TASK DATA Block Start

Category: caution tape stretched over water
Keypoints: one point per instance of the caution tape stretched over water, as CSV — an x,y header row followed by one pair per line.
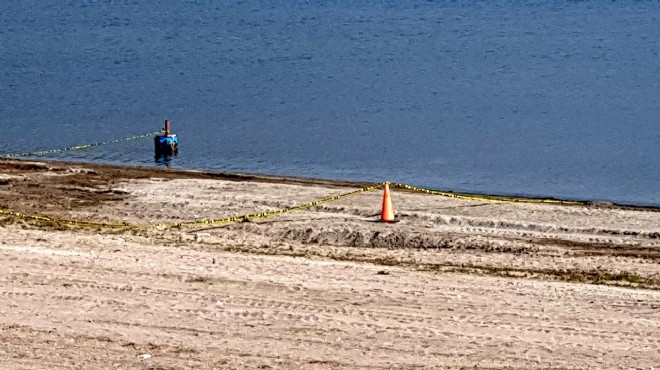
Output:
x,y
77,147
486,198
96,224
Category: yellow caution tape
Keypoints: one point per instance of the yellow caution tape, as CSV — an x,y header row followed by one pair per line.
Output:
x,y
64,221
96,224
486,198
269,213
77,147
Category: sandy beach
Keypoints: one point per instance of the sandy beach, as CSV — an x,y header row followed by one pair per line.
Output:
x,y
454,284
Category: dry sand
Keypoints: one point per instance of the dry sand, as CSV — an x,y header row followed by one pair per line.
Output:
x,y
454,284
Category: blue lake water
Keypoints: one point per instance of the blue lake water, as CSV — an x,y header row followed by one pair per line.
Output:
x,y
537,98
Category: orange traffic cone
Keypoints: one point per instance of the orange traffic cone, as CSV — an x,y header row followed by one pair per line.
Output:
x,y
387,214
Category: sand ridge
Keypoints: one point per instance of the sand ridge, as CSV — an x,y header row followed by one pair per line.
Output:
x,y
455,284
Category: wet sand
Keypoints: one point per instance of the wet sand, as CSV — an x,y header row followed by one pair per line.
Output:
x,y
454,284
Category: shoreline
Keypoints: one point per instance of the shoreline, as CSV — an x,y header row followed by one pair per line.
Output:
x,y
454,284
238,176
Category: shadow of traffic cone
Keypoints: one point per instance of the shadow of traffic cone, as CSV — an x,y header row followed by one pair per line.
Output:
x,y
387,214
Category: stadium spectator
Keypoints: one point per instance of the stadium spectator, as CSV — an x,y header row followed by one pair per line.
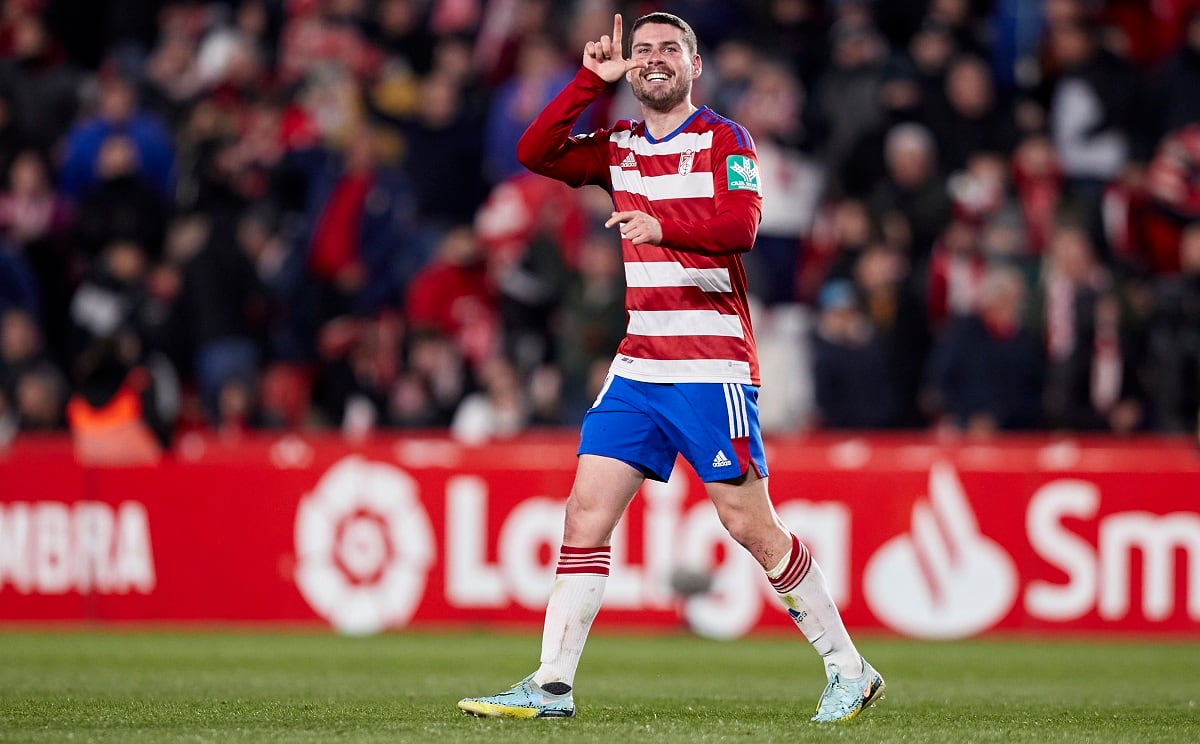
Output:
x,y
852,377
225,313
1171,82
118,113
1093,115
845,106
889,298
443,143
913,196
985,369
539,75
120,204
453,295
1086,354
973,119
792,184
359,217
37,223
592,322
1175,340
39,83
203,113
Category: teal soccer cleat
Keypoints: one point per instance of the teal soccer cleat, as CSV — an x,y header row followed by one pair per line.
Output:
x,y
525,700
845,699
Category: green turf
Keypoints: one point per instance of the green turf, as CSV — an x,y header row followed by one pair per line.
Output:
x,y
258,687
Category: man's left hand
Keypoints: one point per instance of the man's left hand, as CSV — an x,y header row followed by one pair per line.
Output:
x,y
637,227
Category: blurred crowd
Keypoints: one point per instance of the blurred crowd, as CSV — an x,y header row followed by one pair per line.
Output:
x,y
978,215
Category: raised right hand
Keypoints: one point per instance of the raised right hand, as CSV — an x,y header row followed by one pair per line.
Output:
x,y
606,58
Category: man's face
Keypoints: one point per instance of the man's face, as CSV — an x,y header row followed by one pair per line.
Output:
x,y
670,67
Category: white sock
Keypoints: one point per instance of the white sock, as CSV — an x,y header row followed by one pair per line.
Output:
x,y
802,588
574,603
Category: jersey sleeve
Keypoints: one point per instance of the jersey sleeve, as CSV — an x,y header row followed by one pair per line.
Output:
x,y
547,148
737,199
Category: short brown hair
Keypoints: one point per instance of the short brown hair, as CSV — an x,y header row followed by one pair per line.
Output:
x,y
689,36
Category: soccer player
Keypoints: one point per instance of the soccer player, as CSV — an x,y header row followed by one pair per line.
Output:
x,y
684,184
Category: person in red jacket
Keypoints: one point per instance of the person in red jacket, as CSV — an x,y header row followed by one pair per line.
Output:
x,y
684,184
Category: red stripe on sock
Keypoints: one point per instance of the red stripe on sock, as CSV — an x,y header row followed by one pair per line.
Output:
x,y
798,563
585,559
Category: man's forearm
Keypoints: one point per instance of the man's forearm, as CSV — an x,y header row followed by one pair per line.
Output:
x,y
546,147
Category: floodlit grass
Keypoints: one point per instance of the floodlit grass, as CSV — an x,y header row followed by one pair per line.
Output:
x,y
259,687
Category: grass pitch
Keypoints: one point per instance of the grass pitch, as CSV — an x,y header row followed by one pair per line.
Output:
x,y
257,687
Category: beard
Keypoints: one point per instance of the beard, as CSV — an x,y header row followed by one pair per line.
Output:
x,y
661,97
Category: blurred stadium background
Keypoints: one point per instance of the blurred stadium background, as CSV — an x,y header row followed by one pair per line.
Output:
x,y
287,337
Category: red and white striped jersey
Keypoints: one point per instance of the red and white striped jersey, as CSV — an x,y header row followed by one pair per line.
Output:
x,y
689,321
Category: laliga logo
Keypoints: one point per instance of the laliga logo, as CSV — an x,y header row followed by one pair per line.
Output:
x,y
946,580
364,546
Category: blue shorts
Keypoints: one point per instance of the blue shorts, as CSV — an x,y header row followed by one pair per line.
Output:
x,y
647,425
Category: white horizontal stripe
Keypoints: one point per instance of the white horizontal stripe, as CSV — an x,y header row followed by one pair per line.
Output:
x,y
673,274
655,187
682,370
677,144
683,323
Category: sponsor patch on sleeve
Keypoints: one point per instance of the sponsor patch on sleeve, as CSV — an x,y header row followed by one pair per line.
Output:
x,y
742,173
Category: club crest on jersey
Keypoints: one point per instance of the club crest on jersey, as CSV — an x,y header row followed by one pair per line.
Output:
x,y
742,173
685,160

TASK DATA Block End

» DIRECTIONS: From the records above, print only the lines between the one holding "Keypoints: one point per instance of the floodlit" and the one holding "Category: laliga logo", inclusive, exactly as they stand.

» ANSWER SECTION:
Keypoints: one point per instance of the floodlit grass, as CSV — an x,y header row followed by one pair per line.
Output:
x,y
259,687
Category: grass pitch
Keypoints: one point per instance of the grass pitch, as CSV — an x,y header row followed by one pair per line.
Output:
x,y
257,687
Category: beard
Keypoints: one point per instance of the beard, as CSV — an x,y header row followed by one pair per line.
Output:
x,y
661,97
Category: blurred stadium background
Keypoints: one point per instance of the blurred stadium background, as CSV — an x,y header row followed by one pair per line.
Output:
x,y
287,337
Category: red and white striped jersey
Keypoints: one point per instance of the red and white striped jersey, as CSV — an x,y header row followed by one pair per line.
Output:
x,y
689,321
Category: laliga logo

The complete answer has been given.